### [SELECTED EXCERPT]
How to Detect Invisible Unicode

GitHub code search

The Glassworm decoder has a specific fingerprint you can search for across GitHub:

0xFE00&&w<=0xFE0F?w-0xFE00:w>=0xE0100&&w<=0xE01EF

Paste this into GitHub's code search to find repositories containing the exact decoder pattern. You can also scope it to your organization with org:yourorg.

grep for invisible Unicode in your codebase

The most direct detection method is searching for non-ASCII characters in source files that should only contain ASCII:

# Find files containing characters outside the printable ASCII range
grep -rP "[\x80-\xFF]" --include="*.js" --include="*.ts" --include="*.py" .

# Find files containing zero-width characters specifically
grep -rP "[\x{200B}-\x{200D}\x{FEFF}\x{00AD}]" --include="*.js" .

# Find variation selectors (U+FE00-U+FE0F) — the Glassworm range
grep -rP "\x{FE00}-\x{FE0F}" --include="*.js" .

# Broad scan for any non-printable, non-whitespace characters
grep -rP "[^\x09\x0A\x0D\x20-\x7E]" --include="*.js" --include="*.ts" .

These commands use Perl-compatible regex (-P) which supports Unicode codepoint ranges. On macOS, use ggrep (from brew install grep) if the system grep does not support -P.

Python detection script

For more precise detection with context output:

#!/usr/bin/env python3
import sys, os, unicodedata

SUSPICIOUS = {
    0x200B: "Zero-Width Space",
    0x200C: "Zero-Width Non-Joiner",
    0x200D: "Zero-Width Joiner",
    0x202E: "Right-to-Left Override",
    0x202A: "Left-to-Right Embedding",
    0x202C: "Pop Directional Formatting",
    0xFEFF: "Byte Order Mark (mid-file)",
    0x00AD: "Soft Hyphen",
}

def check_file(path):
    findings = []
    try:
        text = open(path, encoding='utf-8', errors='replace').read()
    except Exception:
        return findings

    for i, ch in enumerate(text):
        cp = ord(ch)
        # Glassworm variation selector range
        if 0xFE00 <= cp <= 0xFE0F:
            findings.append((i, cp, f"Variation Selector VS{cp - 0xFE00 + 1}"))

### [AVAILABLE DATA]
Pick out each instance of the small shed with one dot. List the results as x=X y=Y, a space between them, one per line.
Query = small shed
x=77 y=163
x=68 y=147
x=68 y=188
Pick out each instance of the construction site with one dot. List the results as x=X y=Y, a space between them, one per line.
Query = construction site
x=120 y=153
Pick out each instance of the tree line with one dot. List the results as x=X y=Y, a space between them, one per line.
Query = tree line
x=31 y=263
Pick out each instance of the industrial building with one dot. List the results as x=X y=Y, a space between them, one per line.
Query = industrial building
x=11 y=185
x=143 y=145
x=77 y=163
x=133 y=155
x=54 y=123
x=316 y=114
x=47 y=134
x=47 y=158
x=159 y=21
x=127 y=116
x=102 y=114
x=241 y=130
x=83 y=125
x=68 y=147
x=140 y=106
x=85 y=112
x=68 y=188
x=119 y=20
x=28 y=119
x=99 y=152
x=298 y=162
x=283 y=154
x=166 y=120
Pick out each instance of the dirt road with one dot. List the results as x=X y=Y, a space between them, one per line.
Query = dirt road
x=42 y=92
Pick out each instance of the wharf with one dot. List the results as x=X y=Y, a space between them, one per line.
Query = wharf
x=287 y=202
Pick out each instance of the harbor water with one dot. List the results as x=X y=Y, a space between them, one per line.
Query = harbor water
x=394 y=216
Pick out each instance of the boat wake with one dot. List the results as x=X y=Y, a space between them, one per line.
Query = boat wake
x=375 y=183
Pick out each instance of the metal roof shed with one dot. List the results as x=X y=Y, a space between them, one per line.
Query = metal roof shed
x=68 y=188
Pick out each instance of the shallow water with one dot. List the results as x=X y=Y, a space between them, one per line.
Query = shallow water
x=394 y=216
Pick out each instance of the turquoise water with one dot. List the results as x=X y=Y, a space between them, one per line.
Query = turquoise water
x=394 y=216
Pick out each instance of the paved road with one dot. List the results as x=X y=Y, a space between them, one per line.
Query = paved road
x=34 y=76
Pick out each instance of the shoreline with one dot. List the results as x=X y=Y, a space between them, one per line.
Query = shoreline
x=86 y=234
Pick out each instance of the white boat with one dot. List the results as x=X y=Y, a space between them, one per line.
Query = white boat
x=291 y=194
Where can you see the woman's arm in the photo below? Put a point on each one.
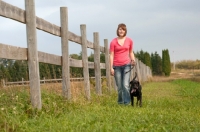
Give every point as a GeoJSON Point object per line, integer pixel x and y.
{"type": "Point", "coordinates": [132, 57]}
{"type": "Point", "coordinates": [111, 63]}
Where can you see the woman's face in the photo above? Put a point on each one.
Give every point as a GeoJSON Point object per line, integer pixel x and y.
{"type": "Point", "coordinates": [121, 32]}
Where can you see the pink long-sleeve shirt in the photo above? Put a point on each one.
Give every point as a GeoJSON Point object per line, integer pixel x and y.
{"type": "Point", "coordinates": [121, 53]}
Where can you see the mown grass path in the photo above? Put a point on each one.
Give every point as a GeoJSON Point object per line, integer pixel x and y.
{"type": "Point", "coordinates": [167, 106]}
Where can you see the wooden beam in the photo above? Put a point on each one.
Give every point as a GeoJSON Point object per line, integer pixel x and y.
{"type": "Point", "coordinates": [18, 14]}
{"type": "Point", "coordinates": [65, 53]}
{"type": "Point", "coordinates": [33, 63]}
{"type": "Point", "coordinates": [85, 62]}
{"type": "Point", "coordinates": [97, 64]}
{"type": "Point", "coordinates": [107, 65]}
{"type": "Point", "coordinates": [12, 52]}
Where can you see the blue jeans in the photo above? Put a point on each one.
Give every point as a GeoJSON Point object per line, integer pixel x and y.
{"type": "Point", "coordinates": [122, 81]}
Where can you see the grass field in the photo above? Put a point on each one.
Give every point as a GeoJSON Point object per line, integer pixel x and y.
{"type": "Point", "coordinates": [167, 106]}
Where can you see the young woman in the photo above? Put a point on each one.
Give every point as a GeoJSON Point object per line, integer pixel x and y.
{"type": "Point", "coordinates": [121, 59]}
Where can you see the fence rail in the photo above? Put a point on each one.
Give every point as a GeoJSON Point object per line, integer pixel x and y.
{"type": "Point", "coordinates": [33, 56]}
{"type": "Point", "coordinates": [43, 81]}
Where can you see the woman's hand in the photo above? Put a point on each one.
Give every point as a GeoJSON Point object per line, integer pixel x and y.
{"type": "Point", "coordinates": [112, 72]}
{"type": "Point", "coordinates": [133, 63]}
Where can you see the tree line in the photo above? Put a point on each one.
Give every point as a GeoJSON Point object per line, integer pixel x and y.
{"type": "Point", "coordinates": [188, 64]}
{"type": "Point", "coordinates": [15, 70]}
{"type": "Point", "coordinates": [159, 65]}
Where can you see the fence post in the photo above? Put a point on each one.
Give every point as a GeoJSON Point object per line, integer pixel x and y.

### [TASK REQUIREMENTS]
A. In the Unicode detection text, starting at "# Find files containing zero-width" and ending at "not support -P.", can you give that part again with "Perl-compatible regex" swapped for "PCRE syntax"?
B. Can you output the listing lines starting at the line containing "Where can you see the fence post" and ending at the last line of the listing as a numbered list, with blank lines left out?

### [EXPECTED RESULTS]
A.
# Find files containing zero-width characters specifically
grep -rP "[\x{200B}-\x{200D}\x{FEFF}\x{00AD}]" --include="*.js" .

# Find variation selectors (U+FE00-U+FE0F) — the Glassworm range
grep -rP "\x{FE00}-\x{FE0F}" --include="*.js" .

# Broad scan for any non-printable, non-whitespace characters
grep -rP "[^\x09\x0A\x0D\x20-\x7E]" --include="*.js" --include="*.ts" .

These commands use PCRE syntax (-P) which supports Unicode codepoint ranges. On macOS, use ggrep (from brew install grep) if the system grep does not support -P.

B.
1. Where can you see the fence post in the photo above? Put a point on each one.
2. Give every point as a GeoJSON Point object per line, integer pixel x and y.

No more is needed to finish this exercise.